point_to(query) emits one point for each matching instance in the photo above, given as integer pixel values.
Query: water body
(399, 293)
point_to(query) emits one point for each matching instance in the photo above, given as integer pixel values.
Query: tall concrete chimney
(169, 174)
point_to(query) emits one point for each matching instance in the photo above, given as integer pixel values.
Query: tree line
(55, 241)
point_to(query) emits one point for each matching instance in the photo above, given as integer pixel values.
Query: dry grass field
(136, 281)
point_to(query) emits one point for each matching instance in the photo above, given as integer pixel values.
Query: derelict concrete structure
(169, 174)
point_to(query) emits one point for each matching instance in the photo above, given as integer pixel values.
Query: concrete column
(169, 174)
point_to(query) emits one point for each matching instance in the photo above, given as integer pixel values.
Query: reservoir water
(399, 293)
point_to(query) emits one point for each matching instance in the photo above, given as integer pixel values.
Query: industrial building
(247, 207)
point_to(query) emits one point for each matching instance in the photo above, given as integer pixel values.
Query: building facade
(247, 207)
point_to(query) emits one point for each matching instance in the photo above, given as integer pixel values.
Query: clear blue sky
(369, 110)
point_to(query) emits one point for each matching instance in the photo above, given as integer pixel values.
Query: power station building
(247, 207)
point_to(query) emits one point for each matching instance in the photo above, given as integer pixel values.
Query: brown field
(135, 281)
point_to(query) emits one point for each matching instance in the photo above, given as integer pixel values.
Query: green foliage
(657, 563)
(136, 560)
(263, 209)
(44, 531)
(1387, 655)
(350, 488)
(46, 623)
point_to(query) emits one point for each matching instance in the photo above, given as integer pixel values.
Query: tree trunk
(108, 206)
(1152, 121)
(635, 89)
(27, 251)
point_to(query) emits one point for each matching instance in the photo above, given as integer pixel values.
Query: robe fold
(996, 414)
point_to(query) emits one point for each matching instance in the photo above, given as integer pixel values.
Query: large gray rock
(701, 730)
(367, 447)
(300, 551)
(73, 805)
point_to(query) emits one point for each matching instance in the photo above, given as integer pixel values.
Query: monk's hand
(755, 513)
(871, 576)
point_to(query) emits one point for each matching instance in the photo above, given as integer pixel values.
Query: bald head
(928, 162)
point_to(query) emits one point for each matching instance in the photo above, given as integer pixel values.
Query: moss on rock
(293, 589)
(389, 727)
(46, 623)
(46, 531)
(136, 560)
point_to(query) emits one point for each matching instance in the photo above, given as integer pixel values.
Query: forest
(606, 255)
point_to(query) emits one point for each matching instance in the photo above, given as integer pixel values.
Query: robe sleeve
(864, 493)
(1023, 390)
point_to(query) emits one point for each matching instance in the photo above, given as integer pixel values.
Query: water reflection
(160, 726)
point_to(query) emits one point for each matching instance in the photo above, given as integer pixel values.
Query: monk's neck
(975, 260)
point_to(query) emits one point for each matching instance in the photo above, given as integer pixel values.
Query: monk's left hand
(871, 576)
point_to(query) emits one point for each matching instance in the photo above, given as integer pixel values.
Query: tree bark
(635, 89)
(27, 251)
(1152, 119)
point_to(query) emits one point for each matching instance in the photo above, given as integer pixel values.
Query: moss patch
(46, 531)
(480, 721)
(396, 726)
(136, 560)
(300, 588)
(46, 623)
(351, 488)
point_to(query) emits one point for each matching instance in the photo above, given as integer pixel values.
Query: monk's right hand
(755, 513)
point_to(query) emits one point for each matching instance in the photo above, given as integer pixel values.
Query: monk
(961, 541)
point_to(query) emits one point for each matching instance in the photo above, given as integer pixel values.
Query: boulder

####

Short exercise:
Please tally the lines in the data above that contain the word "hand" and give only the number.

Solution to the exercise:
3